Exercise directions —
Beginning with the line that contains "Target: video camera" in the material below, print each line exactly until the line that contains "Objective — for every instance of the boom" has been printed, then stop.

····················

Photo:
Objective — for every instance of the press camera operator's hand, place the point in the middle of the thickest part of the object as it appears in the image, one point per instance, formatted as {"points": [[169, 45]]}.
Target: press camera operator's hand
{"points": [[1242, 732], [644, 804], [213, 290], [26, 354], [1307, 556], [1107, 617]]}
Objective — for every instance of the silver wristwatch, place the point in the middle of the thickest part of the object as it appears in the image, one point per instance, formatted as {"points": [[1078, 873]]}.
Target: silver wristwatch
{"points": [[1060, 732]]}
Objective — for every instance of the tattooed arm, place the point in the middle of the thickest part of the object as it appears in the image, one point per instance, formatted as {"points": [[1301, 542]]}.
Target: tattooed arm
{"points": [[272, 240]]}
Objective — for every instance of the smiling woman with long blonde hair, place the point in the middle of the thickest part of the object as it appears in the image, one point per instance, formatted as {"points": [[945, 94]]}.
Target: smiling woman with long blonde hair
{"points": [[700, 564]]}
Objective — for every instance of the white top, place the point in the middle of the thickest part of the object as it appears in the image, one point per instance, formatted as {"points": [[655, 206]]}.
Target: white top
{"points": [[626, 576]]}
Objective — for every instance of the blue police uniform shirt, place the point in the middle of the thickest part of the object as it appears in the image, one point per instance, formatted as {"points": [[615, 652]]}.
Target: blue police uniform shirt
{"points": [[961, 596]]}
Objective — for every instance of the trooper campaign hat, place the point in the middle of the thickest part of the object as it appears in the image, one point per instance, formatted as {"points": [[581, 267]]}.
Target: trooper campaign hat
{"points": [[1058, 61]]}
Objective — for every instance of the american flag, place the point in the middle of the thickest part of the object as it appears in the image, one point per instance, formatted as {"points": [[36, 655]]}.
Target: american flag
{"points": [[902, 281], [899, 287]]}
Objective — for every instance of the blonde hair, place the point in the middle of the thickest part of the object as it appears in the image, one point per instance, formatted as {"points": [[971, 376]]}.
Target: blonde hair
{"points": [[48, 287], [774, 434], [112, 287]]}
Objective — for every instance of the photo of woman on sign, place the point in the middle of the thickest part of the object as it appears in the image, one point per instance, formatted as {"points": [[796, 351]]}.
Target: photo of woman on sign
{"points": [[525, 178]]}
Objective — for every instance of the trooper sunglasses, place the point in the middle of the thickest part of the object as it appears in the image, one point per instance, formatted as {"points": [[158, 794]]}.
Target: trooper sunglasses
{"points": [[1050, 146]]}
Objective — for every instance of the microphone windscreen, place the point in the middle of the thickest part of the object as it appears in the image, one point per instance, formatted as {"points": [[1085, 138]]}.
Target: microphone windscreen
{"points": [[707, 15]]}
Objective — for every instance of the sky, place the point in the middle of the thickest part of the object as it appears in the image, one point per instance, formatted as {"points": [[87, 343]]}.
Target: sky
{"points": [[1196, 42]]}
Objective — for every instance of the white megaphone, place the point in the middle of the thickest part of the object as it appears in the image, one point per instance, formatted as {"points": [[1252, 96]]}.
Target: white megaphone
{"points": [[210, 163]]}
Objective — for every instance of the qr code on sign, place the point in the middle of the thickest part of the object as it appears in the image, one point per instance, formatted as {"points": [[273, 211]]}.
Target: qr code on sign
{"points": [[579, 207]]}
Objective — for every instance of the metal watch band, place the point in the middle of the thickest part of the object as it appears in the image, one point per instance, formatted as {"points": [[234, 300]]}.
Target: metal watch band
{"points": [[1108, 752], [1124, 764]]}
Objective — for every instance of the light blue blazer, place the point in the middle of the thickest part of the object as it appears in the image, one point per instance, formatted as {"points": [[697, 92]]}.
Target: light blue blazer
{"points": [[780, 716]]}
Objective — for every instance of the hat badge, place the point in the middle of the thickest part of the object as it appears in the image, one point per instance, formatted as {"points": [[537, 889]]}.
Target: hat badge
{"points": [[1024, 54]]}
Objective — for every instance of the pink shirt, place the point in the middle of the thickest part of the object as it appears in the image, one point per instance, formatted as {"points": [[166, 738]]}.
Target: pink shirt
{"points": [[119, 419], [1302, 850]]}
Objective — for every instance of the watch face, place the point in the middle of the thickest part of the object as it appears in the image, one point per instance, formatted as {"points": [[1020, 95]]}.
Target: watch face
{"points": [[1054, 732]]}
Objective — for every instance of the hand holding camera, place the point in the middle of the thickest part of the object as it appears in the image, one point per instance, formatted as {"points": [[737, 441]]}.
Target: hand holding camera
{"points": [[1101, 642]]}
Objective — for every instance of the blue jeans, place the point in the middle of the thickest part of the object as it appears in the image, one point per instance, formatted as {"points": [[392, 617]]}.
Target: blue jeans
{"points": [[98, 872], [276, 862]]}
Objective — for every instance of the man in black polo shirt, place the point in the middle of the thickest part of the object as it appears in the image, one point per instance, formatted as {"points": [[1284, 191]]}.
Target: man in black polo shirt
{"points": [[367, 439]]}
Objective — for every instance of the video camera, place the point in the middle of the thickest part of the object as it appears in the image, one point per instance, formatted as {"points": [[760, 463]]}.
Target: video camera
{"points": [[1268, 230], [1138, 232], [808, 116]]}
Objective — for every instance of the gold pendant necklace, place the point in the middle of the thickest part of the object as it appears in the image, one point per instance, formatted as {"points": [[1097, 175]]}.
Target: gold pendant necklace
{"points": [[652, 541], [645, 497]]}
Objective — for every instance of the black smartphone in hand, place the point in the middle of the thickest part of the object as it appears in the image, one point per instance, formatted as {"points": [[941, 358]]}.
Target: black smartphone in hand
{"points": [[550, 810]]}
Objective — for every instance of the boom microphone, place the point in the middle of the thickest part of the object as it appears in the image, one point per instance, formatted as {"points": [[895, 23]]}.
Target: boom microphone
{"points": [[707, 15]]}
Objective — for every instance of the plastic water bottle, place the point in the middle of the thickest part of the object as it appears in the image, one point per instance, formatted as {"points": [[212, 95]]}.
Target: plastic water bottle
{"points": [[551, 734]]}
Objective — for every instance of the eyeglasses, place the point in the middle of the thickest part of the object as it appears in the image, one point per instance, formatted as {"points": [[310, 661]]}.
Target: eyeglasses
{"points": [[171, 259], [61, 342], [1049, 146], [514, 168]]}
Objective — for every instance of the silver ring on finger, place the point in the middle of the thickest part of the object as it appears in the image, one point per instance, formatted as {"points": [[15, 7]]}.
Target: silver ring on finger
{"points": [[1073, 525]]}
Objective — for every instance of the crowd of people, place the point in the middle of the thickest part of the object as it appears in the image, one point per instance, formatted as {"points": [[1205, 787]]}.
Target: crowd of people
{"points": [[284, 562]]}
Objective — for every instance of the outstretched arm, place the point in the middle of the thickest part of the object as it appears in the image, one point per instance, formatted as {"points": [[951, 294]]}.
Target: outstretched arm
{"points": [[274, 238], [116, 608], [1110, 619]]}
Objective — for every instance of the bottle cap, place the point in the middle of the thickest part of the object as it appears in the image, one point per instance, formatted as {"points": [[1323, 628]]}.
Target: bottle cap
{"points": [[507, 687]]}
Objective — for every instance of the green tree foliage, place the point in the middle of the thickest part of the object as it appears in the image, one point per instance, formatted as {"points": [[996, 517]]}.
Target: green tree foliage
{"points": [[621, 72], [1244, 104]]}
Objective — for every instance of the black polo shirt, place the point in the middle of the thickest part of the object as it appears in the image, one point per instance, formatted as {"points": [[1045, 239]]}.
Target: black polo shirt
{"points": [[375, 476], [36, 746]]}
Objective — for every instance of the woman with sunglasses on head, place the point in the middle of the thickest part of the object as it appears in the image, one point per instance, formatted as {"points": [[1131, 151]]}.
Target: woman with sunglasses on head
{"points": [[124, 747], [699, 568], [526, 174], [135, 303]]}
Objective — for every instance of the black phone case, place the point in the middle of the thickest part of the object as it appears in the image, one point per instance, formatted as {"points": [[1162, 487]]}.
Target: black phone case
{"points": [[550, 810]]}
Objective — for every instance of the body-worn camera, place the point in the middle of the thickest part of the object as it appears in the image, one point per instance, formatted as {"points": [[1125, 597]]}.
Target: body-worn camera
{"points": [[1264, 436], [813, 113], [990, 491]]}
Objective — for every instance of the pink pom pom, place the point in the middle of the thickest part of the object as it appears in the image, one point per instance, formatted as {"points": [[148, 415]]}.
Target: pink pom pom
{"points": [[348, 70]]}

····················

Output below —
Target: video camera
{"points": [[1268, 230], [1138, 232], [808, 116]]}
Objective — for every instance of the gold pendant necklace, place the point in the middle of the thickest part of the object as it appears in the image, one point per instance, formatted as {"points": [[1097, 175]]}.
Target: gold pendant necklace
{"points": [[652, 541], [645, 497]]}
Objective — for every instance of the black smartphone in hand, place the point in the middle of the thickest part of the object as it appears in the image, one point per instance, formatted as {"points": [[941, 358]]}.
Target: black smartphone in hand
{"points": [[550, 810]]}
Objective — for every instance of the boom microphone, place the point in the middle of the thickest part of the object as it appears in the image, one point per instance, formatted as {"points": [[895, 23]]}.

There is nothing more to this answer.